*** EXERCISE TEXT ***

The WXV is an upcoming women's international rugby union competition that will be held annually, it is scheduled to be launched in 2023. The competition will consist of three tiers, WXV 1, WXV 2, and WXV 3. Each tier will consist of six teams that will be divided into two pools and will run in a split pool format, where teams only face teams from the other pool.

Background
With the expansion of the 2025 Rugby World Cup from 12 to 16 teams, the test calendar was restructured, with the WXV serving to revolutionise the women's international landscape. WXV was announced on 16 March 2021 with the inaugural edition intended to begin in September 2022, but due to the coronavirus pandemic, it was pushed back to 2023 to accommodate the postponed 2021 Rugby World Cup.

World Rugby will be investing £6.4 million in the tournament, and It is expected to be played within an international window from September to October, except for Rugby World Cup years.

Structure

WXV 1
WXV 1 will be a cross-pool competition consisting of the top three teams from both the Six Nations and Pacific Four Series. They will be divided into two pools consisting of teams from the same competition, but will only play opposition in the other pool. From 2026, the bottom ranked side will be relegated to WXV 2.

***

Echo the WXV text word for word, starting at the words "The WXV is an" and stopping after "from the other pool.". The rows after this point are separate material, not part of the WXV text.

*** DATA ***

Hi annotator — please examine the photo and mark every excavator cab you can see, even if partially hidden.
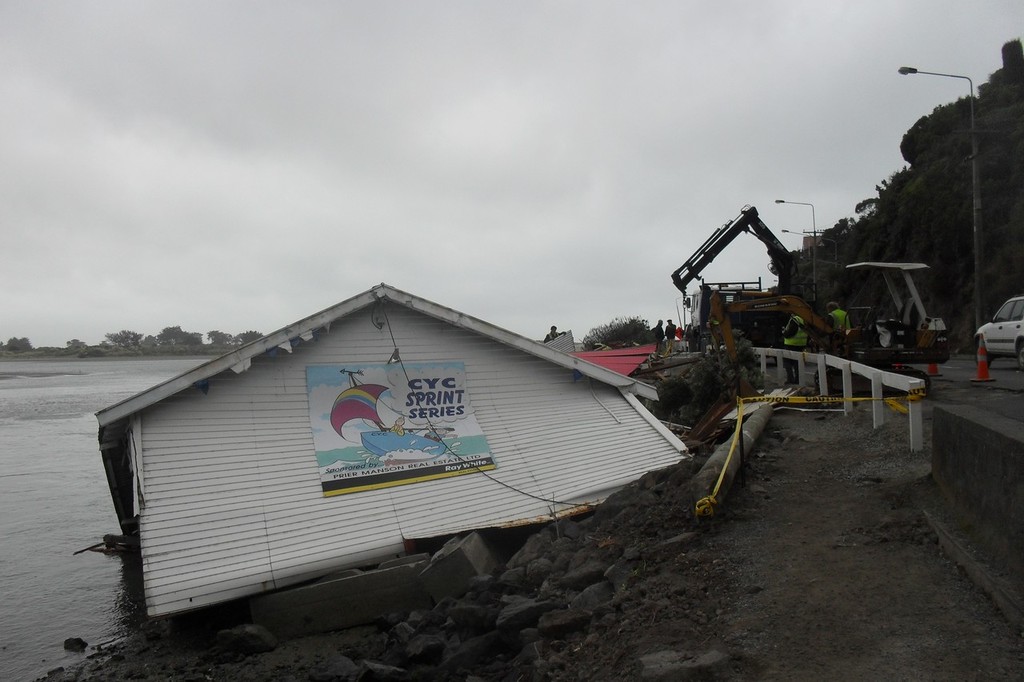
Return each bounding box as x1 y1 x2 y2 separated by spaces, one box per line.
847 262 949 367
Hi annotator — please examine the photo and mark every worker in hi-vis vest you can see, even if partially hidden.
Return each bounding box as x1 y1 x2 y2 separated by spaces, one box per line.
825 301 850 334
782 313 807 384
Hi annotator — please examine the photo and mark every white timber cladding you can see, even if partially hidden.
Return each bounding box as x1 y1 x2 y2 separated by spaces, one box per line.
133 302 681 616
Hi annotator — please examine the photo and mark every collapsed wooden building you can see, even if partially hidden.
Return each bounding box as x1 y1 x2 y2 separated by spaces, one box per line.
96 284 688 616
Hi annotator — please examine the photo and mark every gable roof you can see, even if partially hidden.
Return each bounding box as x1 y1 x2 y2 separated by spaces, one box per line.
96 283 657 427
572 343 657 377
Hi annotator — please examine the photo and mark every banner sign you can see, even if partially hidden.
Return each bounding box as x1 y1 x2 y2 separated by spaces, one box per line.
306 363 496 497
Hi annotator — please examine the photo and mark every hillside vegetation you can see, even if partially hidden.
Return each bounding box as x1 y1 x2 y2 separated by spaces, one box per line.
818 40 1024 351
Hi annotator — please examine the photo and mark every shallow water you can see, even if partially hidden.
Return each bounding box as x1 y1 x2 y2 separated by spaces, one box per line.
0 357 208 680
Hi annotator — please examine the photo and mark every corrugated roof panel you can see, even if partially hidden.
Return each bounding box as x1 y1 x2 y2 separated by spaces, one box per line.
121 304 681 615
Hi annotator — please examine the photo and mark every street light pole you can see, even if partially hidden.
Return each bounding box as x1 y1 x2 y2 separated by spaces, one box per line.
775 199 818 301
899 67 983 329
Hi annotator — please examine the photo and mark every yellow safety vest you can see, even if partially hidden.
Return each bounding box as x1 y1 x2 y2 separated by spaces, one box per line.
782 314 807 348
828 308 850 332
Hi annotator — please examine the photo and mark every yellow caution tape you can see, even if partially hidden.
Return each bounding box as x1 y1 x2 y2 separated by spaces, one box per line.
693 388 927 516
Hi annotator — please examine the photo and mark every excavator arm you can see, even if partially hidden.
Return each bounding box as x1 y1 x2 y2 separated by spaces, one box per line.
708 291 842 359
672 206 794 294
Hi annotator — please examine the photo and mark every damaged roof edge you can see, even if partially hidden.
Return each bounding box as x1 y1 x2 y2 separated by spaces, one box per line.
96 283 657 426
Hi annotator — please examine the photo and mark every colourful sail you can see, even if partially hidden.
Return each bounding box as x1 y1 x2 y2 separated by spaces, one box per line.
331 384 388 435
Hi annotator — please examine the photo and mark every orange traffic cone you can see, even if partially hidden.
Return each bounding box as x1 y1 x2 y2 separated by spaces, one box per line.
971 339 995 381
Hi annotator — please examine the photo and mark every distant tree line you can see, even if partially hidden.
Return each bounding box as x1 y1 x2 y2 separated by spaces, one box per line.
0 327 263 357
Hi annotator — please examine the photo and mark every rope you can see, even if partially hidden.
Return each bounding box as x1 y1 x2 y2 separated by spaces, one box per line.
375 305 589 508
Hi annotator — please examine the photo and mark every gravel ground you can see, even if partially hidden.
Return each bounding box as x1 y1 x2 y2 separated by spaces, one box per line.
50 385 1024 681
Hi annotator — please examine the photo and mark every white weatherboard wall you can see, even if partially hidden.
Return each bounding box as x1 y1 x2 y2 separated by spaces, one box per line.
134 302 681 616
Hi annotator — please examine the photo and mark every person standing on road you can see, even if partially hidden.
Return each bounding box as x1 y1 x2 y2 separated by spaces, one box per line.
825 301 850 334
665 319 676 355
782 313 807 384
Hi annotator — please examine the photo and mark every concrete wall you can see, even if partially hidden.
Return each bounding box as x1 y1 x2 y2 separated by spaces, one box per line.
932 406 1024 577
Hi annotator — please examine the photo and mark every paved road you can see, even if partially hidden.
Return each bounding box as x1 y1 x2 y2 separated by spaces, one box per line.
931 355 1024 422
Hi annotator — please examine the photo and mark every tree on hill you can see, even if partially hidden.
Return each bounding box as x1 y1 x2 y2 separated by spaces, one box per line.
3 336 32 353
206 331 234 346
234 331 263 345
104 329 142 349
157 327 203 346
819 40 1024 350
583 316 651 350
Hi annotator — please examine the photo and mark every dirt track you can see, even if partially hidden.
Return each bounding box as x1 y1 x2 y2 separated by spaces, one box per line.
58 385 1024 681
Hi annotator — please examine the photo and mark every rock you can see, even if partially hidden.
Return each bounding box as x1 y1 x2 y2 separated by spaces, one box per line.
506 529 552 568
498 566 526 592
495 597 560 633
358 660 411 682
406 635 444 664
309 654 362 682
65 637 89 651
526 556 554 585
655 530 699 551
437 632 505 679
217 624 278 654
604 559 636 592
569 581 615 611
558 559 608 590
449 604 498 635
387 623 416 645
555 518 583 540
640 649 729 682
537 608 590 639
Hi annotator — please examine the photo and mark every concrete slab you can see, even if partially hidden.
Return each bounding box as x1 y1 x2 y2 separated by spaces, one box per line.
420 532 501 601
932 404 1024 577
249 561 433 639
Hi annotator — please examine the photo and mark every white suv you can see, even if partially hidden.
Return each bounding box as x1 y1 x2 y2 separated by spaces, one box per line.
975 295 1024 372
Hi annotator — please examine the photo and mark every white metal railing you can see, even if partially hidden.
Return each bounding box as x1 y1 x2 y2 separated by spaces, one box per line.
754 348 925 453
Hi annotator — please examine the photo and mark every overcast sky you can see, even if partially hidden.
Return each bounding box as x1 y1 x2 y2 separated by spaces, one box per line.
0 0 1024 346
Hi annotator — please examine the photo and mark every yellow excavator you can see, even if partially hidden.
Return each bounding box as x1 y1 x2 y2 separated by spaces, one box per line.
708 262 949 391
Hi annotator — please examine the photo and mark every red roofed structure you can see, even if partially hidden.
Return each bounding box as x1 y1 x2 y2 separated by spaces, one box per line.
572 343 657 377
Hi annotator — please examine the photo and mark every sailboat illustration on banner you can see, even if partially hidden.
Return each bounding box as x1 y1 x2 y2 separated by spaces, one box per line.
331 370 452 465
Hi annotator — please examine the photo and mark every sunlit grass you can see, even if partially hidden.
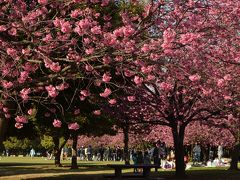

***

EXERCISE OUTPUT
The WXV is an upcoming women's international rugby union competition that will be held annually, it is scheduled to be launched in 2023. The competition will consist of three tiers, WXV 1, WXV 2, and WXV 3. Each tier will consist of six teams that will be divided into two pools and will run in a split pool format, where teams only face teams from the other pool.